Position identification records:
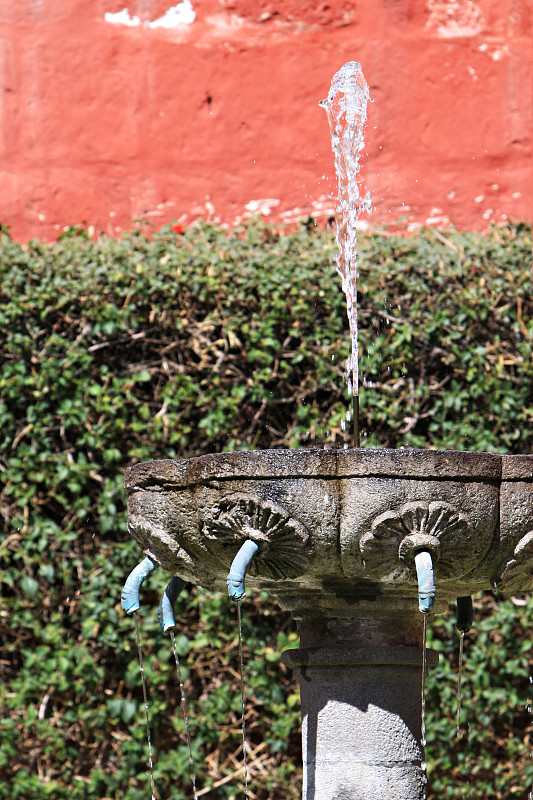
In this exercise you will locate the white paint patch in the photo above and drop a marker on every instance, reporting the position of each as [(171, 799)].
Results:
[(493, 51), (442, 220), (453, 18), (122, 18), (263, 207), (174, 17), (181, 14)]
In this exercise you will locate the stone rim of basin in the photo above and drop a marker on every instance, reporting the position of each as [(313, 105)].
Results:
[(329, 520)]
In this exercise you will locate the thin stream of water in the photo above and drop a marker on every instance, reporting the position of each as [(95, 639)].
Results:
[(423, 694), (244, 747), (185, 712), (459, 679), (143, 679), (346, 106)]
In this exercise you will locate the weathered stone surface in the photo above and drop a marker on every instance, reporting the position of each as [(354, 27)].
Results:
[(361, 711), (336, 528), (337, 532)]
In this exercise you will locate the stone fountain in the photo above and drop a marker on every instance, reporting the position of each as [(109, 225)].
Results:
[(336, 537), (337, 532)]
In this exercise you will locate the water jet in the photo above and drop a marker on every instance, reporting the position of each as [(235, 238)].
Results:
[(353, 543)]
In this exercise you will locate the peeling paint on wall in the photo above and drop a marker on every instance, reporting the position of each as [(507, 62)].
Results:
[(454, 17), (174, 17)]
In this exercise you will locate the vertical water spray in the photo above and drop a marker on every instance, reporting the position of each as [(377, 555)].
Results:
[(145, 698), (346, 106), (185, 712), (243, 709), (423, 693), (459, 681)]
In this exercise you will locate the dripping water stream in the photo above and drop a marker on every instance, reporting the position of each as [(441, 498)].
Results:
[(459, 680), (346, 107), (423, 695), (185, 712), (147, 716), (244, 746)]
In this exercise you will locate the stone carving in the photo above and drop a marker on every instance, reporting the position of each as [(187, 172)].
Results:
[(166, 550), (283, 541), (388, 549), (517, 572)]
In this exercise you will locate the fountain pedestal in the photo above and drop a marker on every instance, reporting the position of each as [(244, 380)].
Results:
[(336, 535), (361, 710)]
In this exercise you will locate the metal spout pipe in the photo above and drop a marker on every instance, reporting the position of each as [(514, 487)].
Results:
[(165, 610), (426, 581), (129, 597), (239, 565)]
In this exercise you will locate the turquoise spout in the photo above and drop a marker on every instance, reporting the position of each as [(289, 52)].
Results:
[(426, 582), (129, 597), (240, 564)]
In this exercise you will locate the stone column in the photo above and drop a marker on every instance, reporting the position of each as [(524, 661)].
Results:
[(361, 711)]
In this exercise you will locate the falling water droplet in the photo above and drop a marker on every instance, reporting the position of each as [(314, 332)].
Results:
[(244, 746), (145, 697), (346, 107), (459, 679), (423, 694), (185, 712)]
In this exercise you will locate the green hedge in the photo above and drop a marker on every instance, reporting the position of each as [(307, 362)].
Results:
[(175, 345)]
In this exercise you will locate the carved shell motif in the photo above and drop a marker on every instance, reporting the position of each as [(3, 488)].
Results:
[(517, 572), (283, 551), (388, 548)]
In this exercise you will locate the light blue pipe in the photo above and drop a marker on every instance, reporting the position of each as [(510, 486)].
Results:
[(426, 582), (165, 611), (129, 597), (239, 565)]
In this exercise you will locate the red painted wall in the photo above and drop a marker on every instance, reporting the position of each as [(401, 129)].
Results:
[(105, 122)]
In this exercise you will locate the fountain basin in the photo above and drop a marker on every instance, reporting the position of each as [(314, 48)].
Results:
[(341, 526), (337, 534)]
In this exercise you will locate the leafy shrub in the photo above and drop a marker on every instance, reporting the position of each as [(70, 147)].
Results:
[(172, 346)]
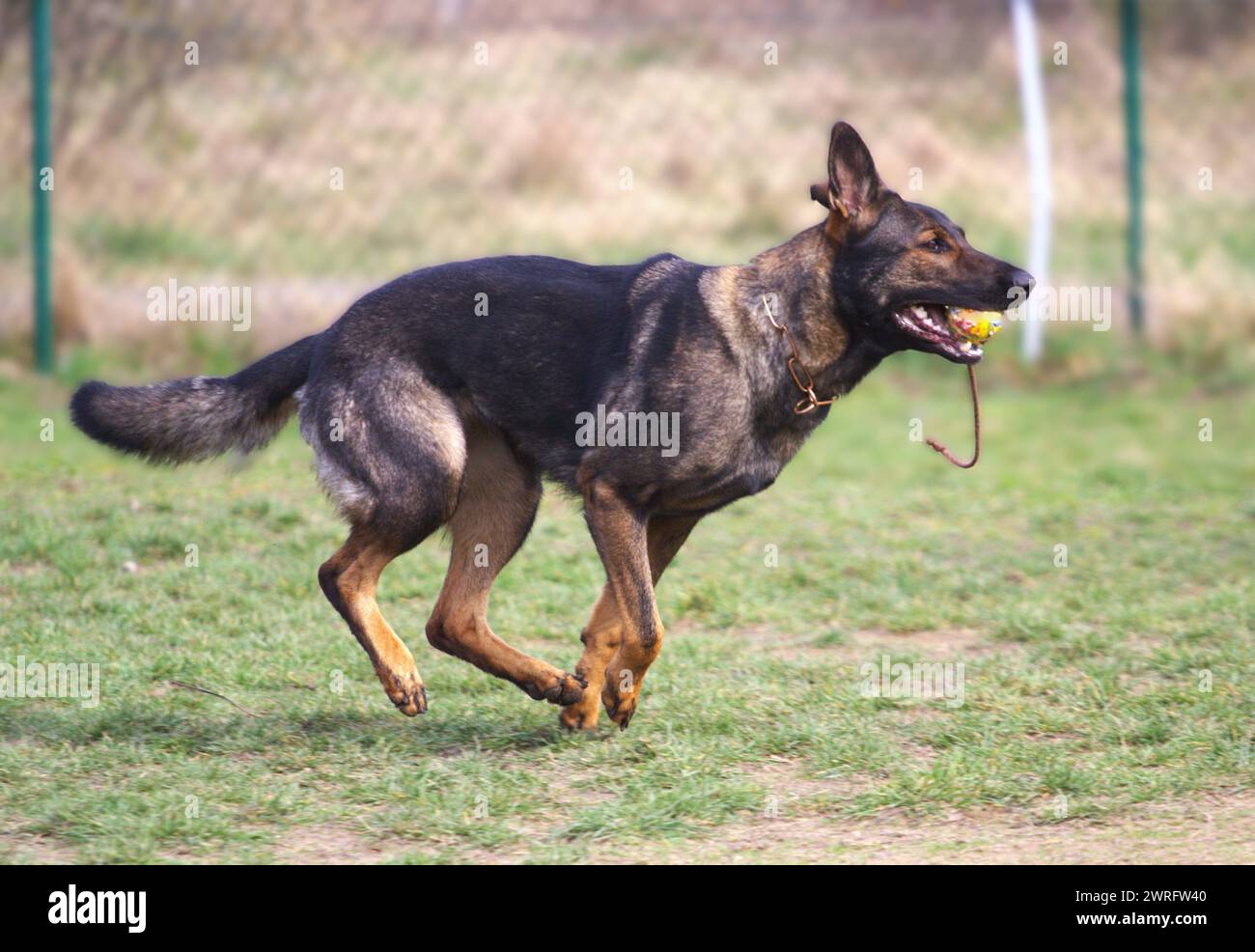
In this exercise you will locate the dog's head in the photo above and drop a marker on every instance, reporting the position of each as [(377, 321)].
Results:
[(900, 266)]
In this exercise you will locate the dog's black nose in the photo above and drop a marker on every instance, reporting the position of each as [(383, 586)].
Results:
[(1021, 279)]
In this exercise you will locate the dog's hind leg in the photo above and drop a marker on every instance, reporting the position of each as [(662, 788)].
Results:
[(349, 579), (603, 630), (494, 513), (390, 452)]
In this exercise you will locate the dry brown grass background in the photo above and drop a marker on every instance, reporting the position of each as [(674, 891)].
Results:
[(220, 172)]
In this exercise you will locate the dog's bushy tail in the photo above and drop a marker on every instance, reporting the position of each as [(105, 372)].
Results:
[(196, 417)]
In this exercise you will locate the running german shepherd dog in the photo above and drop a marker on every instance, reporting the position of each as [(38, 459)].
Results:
[(443, 397)]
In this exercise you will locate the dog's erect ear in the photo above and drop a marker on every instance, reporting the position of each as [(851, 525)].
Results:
[(853, 182)]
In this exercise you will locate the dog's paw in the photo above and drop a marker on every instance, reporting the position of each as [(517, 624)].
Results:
[(557, 688), (408, 693), (620, 705)]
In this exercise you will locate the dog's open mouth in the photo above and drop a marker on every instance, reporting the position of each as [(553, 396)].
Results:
[(936, 329)]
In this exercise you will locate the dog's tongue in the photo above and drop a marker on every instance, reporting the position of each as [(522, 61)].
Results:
[(974, 325)]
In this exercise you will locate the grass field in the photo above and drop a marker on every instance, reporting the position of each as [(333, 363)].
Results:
[(1107, 711)]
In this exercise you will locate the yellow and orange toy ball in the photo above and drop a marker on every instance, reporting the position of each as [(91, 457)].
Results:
[(975, 325)]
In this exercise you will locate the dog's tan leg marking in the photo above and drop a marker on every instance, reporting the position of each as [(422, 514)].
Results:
[(622, 535), (493, 517), (603, 630), (349, 579)]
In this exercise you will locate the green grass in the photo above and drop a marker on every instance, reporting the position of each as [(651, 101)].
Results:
[(1080, 681)]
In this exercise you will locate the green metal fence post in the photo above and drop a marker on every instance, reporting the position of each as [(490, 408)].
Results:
[(1130, 57), (42, 158)]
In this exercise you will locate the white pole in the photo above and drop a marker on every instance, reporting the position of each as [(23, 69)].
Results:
[(1033, 104)]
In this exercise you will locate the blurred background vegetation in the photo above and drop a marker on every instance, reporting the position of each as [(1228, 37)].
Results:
[(467, 128)]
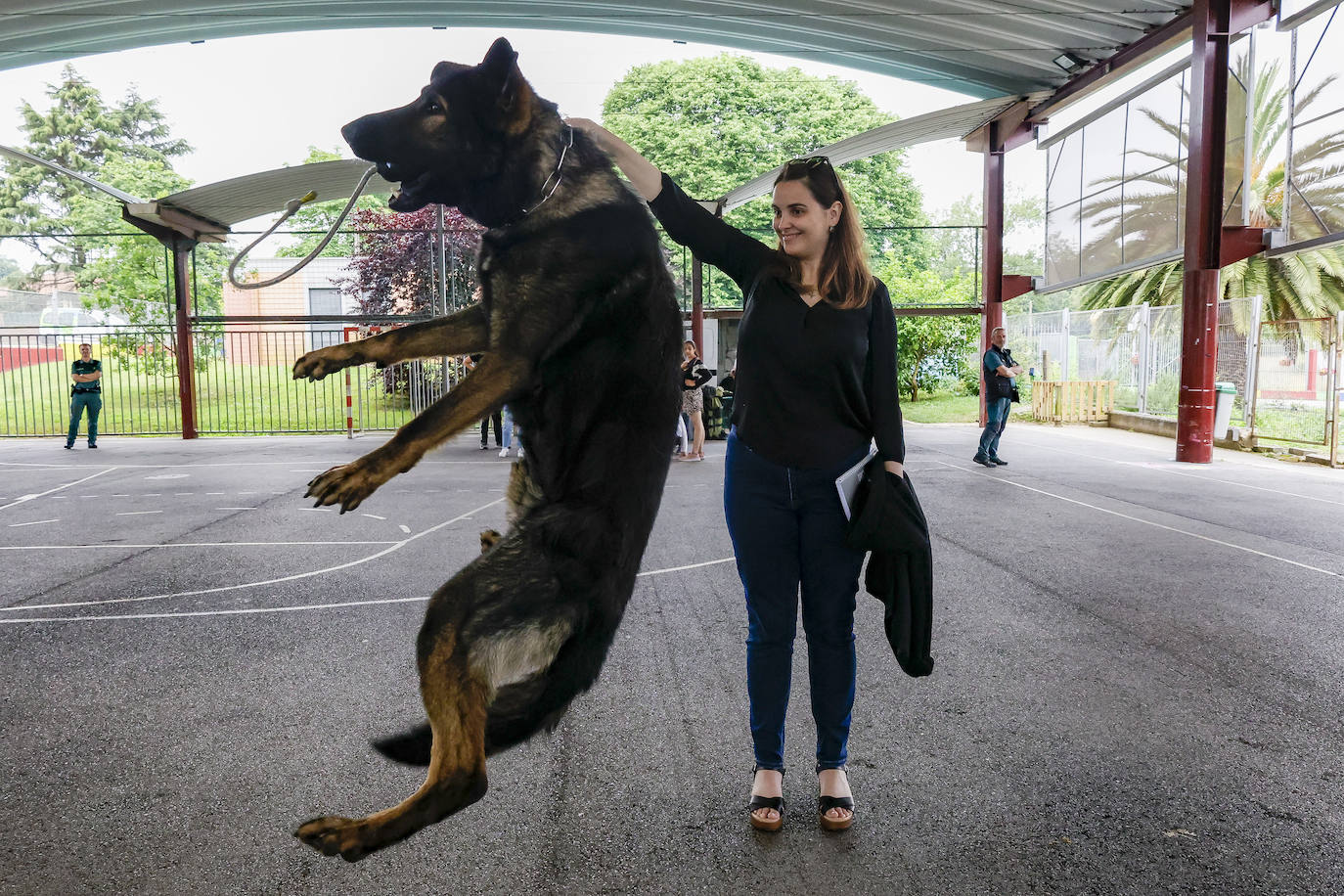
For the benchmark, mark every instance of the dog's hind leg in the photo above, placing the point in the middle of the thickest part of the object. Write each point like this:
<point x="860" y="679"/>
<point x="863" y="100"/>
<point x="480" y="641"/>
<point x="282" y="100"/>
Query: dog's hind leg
<point x="456" y="700"/>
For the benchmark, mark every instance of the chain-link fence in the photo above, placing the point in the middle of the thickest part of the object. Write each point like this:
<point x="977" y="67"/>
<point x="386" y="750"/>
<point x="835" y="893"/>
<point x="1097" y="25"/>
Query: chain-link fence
<point x="1297" y="384"/>
<point x="1136" y="347"/>
<point x="243" y="375"/>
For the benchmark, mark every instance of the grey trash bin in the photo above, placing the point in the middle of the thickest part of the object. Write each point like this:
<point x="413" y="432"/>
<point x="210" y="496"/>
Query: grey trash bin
<point x="1224" y="407"/>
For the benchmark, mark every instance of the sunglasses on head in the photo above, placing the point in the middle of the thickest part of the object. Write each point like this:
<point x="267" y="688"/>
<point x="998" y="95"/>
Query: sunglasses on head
<point x="809" y="162"/>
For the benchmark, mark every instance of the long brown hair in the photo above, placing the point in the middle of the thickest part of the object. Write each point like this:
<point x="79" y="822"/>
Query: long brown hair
<point x="844" y="262"/>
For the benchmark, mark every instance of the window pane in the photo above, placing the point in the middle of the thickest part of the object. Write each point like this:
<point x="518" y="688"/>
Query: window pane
<point x="1062" y="245"/>
<point x="1152" y="215"/>
<point x="1319" y="53"/>
<point x="1063" y="171"/>
<point x="1103" y="156"/>
<point x="1152" y="140"/>
<point x="1318" y="201"/>
<point x="1100" y="231"/>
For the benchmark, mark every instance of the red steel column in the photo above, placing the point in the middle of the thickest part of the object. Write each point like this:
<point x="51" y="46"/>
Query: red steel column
<point x="1203" y="230"/>
<point x="186" y="362"/>
<point x="992" y="267"/>
<point x="697" y="304"/>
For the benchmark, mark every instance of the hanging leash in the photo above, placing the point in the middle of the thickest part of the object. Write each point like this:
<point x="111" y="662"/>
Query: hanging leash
<point x="291" y="207"/>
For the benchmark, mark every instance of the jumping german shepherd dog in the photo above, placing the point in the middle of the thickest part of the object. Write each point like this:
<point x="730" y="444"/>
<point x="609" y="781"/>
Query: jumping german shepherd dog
<point x="582" y="338"/>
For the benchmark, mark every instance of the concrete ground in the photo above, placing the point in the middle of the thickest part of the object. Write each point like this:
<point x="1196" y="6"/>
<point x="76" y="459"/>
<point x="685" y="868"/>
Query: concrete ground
<point x="1139" y="683"/>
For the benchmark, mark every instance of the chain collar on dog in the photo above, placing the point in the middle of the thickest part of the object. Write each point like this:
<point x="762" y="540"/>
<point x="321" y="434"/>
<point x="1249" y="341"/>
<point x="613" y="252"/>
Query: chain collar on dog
<point x="556" y="176"/>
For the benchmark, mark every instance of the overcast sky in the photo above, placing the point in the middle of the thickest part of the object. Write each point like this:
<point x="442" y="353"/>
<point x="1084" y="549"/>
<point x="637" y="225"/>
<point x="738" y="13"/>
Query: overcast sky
<point x="252" y="104"/>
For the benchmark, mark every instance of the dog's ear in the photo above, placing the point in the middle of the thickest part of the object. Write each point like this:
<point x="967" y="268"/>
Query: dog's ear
<point x="515" y="94"/>
<point x="500" y="58"/>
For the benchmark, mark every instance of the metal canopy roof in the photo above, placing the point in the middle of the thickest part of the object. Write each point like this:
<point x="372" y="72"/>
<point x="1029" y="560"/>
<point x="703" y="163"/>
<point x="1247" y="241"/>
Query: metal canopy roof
<point x="229" y="202"/>
<point x="980" y="47"/>
<point x="944" y="124"/>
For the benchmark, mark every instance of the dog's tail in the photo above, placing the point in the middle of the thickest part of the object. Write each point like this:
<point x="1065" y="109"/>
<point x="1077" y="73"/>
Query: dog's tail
<point x="410" y="747"/>
<point x="517" y="713"/>
<point x="520" y="709"/>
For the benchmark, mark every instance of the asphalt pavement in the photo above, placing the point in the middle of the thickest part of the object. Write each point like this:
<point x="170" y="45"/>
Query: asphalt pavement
<point x="1139" y="683"/>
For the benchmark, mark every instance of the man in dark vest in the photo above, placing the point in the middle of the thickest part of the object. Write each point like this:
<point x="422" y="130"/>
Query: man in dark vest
<point x="86" y="394"/>
<point x="1000" y="384"/>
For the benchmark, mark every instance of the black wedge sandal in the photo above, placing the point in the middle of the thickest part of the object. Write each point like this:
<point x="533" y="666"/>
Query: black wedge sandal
<point x="765" y="802"/>
<point x="826" y="803"/>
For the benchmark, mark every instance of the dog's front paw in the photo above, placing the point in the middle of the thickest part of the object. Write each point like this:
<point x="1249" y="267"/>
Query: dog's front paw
<point x="333" y="835"/>
<point x="322" y="362"/>
<point x="345" y="485"/>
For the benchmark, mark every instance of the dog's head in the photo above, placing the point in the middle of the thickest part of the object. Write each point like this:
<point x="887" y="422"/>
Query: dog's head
<point x="455" y="136"/>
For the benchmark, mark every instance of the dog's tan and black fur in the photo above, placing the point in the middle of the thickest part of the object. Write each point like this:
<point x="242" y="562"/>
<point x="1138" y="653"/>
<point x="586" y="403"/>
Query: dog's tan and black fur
<point x="581" y="337"/>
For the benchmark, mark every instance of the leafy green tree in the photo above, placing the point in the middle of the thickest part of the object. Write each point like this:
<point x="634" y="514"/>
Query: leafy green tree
<point x="81" y="132"/>
<point x="714" y="124"/>
<point x="930" y="349"/>
<point x="962" y="247"/>
<point x="317" y="218"/>
<point x="10" y="272"/>
<point x="1301" y="285"/>
<point x="128" y="146"/>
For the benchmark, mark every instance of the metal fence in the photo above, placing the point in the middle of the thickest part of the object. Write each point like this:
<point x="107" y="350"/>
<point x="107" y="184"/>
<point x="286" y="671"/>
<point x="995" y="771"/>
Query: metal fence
<point x="1138" y="347"/>
<point x="1297" y="392"/>
<point x="243" y="379"/>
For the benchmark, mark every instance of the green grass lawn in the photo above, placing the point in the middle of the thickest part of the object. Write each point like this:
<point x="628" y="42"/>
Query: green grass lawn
<point x="945" y="407"/>
<point x="230" y="399"/>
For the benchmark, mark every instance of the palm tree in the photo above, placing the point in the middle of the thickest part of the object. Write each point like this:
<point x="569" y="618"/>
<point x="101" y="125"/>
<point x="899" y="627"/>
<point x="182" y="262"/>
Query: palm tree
<point x="1301" y="285"/>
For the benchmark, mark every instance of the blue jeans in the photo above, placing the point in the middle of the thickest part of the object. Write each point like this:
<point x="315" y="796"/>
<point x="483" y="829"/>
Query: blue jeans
<point x="996" y="414"/>
<point x="787" y="531"/>
<point x="78" y="402"/>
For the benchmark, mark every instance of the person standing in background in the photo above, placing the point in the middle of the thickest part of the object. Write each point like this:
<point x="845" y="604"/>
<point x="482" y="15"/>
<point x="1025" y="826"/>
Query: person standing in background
<point x="1002" y="375"/>
<point x="86" y="395"/>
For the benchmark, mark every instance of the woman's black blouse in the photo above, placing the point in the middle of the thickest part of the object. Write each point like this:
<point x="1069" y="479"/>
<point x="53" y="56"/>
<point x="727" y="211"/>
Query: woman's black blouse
<point x="696" y="371"/>
<point x="815" y="384"/>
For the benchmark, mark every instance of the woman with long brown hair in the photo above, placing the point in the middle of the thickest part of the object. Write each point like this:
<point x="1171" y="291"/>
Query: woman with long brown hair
<point x="816" y="384"/>
<point x="694" y="375"/>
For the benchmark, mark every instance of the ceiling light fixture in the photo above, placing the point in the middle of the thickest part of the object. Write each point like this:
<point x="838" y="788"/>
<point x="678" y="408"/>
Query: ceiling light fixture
<point x="1070" y="62"/>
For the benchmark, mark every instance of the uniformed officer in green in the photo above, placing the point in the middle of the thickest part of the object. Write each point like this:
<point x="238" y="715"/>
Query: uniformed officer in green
<point x="86" y="394"/>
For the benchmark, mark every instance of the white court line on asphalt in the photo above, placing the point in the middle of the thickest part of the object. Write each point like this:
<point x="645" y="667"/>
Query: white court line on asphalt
<point x="243" y="611"/>
<point x="182" y="544"/>
<point x="28" y="497"/>
<point x="212" y="612"/>
<point x="1159" y="525"/>
<point x="693" y="565"/>
<point x="1149" y="465"/>
<point x="397" y="546"/>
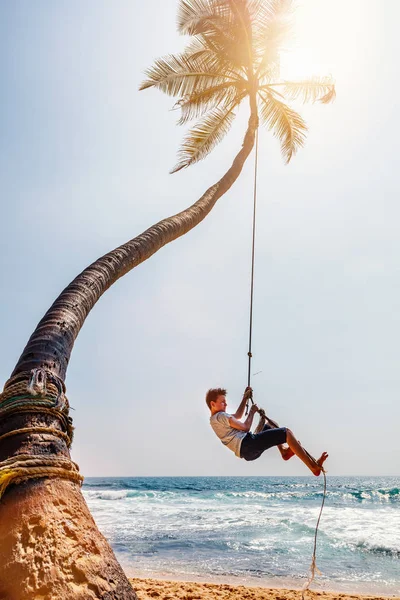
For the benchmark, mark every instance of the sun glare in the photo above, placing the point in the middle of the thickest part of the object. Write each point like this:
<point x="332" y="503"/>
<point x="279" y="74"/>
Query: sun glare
<point x="299" y="64"/>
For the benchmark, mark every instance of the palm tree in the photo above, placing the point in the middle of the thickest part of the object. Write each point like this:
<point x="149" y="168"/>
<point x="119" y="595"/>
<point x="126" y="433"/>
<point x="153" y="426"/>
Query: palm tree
<point x="49" y="543"/>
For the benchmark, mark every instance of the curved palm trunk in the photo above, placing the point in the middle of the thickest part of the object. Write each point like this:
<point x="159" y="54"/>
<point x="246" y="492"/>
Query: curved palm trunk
<point x="50" y="546"/>
<point x="51" y="343"/>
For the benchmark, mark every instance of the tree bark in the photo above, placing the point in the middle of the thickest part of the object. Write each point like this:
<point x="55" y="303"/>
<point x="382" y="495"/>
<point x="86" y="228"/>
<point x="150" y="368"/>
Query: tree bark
<point x="50" y="547"/>
<point x="51" y="343"/>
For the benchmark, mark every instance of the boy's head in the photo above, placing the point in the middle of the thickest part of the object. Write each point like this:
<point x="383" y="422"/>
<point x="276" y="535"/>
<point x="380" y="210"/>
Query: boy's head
<point x="215" y="399"/>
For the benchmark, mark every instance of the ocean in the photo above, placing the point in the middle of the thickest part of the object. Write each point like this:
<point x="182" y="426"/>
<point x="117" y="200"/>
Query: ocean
<point x="254" y="530"/>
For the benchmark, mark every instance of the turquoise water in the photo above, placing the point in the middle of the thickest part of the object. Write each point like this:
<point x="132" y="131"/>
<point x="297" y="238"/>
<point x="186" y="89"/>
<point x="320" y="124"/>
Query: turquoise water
<point x="255" y="530"/>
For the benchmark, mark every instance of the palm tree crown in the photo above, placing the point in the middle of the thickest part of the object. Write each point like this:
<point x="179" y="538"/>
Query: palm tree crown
<point x="234" y="54"/>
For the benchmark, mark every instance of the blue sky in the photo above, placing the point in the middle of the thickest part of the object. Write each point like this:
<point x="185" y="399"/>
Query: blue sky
<point x="84" y="161"/>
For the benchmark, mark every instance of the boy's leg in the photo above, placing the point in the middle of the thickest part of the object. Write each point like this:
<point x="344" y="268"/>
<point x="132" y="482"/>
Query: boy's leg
<point x="285" y="451"/>
<point x="314" y="466"/>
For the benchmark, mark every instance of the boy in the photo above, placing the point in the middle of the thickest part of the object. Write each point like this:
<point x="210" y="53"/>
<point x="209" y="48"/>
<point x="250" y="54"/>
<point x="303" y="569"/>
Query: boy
<point x="235" y="434"/>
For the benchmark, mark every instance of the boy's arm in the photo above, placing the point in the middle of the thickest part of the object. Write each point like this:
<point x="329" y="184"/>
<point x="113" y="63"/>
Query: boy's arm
<point x="247" y="394"/>
<point x="244" y="425"/>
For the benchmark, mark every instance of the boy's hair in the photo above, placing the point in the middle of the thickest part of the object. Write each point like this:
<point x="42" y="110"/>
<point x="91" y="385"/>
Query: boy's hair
<point x="213" y="394"/>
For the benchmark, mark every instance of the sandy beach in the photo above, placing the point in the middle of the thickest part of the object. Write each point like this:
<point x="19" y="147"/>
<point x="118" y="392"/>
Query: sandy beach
<point x="149" y="589"/>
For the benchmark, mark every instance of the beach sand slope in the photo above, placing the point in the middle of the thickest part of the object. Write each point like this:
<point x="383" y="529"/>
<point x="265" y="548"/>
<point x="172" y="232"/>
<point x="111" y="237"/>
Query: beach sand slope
<point x="150" y="589"/>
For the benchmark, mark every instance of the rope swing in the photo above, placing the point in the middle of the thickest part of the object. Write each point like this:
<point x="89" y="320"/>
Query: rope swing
<point x="262" y="414"/>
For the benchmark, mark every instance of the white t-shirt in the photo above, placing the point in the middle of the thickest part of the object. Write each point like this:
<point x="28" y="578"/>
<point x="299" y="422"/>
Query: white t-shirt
<point x="230" y="437"/>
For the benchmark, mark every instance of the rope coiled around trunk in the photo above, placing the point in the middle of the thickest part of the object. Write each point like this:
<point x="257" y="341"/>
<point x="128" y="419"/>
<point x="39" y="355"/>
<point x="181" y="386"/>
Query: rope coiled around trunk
<point x="23" y="467"/>
<point x="37" y="391"/>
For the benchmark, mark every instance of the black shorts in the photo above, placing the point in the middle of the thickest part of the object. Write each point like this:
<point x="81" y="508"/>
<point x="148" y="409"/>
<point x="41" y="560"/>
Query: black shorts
<point x="254" y="444"/>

— WHAT IS NEEDED —
Please swap "photo" for "image" and rewrite the lines starting with the line containing "In this exercise you will locate the red" and going on through the line containing "[(220, 172)]", leaving everything else unchanged. Leave the pictures out of your answer.

— COMPLETE ANSWER —
In this exercise you will locate the red painted wall in the image above and drop a marker on every instance, reporting the position of each as [(401, 129)].
Results:
[(105, 122)]
In this exercise you will locate the fountain basin in the image above and drop a marker on every instance, reporting the position of each as [(314, 48)].
Results:
[(341, 526), (337, 534)]
In this exercise you will locate the leafy shrub in the image above and drop a marker on every instance, reporting the position of each as [(70, 147)].
Results:
[(172, 346)]
In this exercise you will locate the dog's head in the image above and drop a marker on every instance, reporting the position of each as [(377, 321)].
Results:
[(900, 266)]
In this exercise you will locate the dog's black nose in the image above and drop a marker on every instance, reporting the position of each as [(383, 586)].
Results:
[(1021, 279)]
In this exercise you will locate the dog's hind leg in the image above and drop a marker on every instance, reporting the position of each as [(662, 788)].
Results:
[(349, 579), (603, 630), (494, 513), (390, 452)]
In this exercise you will locate the dry brown grass background in the image above and drop a marker on every instance, reporting the position of each as [(674, 891)].
Results:
[(220, 172)]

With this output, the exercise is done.